Instructions for the task: In the thread below on finding the ranges not covered by a set of gene ranges, copy word for word the part that opens with the words containing "library(GenomicRanges)" and closes with "seqlengths=c(chr1=10000)))".

Selected extract:
== Segment start ==

Search code examples
rbioconductoriranges

Find all ranges outside of defined set of ranges


I am wondering what would be the best way to define all ranges which are not covered by given set of ranges. For example, if I have a set of genes with known coordinates:

dtGenes <- fread(
  "id,start,end
 1,1000,1300
 2,1200,1500
 3,1600,2600
 4,3000,4000
")

Let's say I know that total length of the chromosome (for simplicity, assume they are all on the same chromosome) is 10000. So, finally I expect to have the following list of intergenic regions:

"startR,endR
    0,1000
 1500,1600
 2600,3000
 4000,10000
"

can Bioconductor's IRange be useful here? or there is some other good way to solve this?


Solution

  • Using the Bioconductor package GenomicRanges, transform your original data to a GRanges

    library(GenomicRanges)
    gr <- with(dtGenes, GRanges("chr1", IRanges(start, end, names=id),
                                seqlengths=c(chr1=10000)))

== Segment end ==

Information given:
== Segment start ==

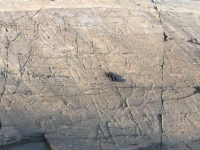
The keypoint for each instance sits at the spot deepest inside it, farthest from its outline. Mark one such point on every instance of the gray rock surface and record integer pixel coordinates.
(54, 93)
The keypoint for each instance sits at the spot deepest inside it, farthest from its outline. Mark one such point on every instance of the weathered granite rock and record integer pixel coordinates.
(54, 92)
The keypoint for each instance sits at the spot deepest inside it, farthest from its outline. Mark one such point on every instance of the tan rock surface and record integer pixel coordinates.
(54, 91)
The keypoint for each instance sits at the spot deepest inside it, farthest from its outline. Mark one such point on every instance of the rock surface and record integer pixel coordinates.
(54, 92)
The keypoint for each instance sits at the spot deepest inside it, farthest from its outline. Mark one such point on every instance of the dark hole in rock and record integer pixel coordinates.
(114, 77)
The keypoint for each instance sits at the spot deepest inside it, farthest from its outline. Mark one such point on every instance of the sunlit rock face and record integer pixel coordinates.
(56, 91)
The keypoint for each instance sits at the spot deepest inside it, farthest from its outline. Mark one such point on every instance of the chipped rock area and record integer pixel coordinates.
(54, 93)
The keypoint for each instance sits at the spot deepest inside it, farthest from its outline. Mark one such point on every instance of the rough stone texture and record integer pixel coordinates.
(54, 91)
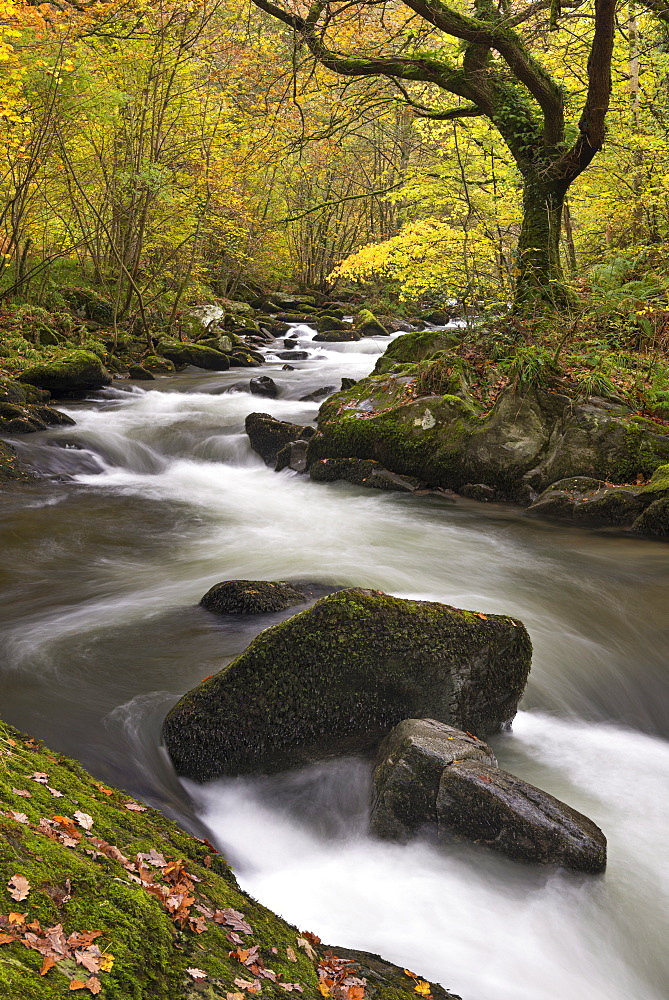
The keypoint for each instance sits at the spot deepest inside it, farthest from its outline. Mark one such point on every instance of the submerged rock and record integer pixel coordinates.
(252, 597)
(336, 678)
(489, 806)
(269, 435)
(363, 473)
(74, 372)
(263, 385)
(411, 760)
(195, 354)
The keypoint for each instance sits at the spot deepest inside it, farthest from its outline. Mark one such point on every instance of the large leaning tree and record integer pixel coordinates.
(450, 62)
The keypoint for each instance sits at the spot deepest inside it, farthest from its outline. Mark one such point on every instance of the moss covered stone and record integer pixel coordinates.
(412, 347)
(98, 883)
(73, 372)
(194, 354)
(368, 325)
(336, 678)
(252, 597)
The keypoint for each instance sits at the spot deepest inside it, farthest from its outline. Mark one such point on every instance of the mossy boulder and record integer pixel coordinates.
(526, 442)
(334, 679)
(252, 597)
(194, 354)
(114, 886)
(363, 472)
(654, 520)
(268, 435)
(409, 766)
(72, 373)
(413, 347)
(368, 325)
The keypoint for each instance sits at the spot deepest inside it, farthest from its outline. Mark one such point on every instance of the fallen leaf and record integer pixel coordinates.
(20, 887)
(84, 820)
(197, 974)
(423, 988)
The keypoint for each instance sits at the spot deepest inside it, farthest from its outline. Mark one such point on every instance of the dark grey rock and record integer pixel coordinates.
(336, 678)
(410, 763)
(483, 804)
(263, 385)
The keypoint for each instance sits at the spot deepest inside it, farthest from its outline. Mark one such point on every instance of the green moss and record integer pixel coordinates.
(151, 954)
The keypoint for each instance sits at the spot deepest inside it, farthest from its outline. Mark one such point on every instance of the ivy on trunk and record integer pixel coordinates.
(499, 78)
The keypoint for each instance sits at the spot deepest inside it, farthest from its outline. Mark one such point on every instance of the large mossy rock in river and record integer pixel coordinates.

== Segment end ==

Answer section:
library(GenomicRanges)
    gr <- with(dtGenes, GRanges("chr1", IRanges(start, end, names=id),
                                seqlengths=c(chr1=10000)))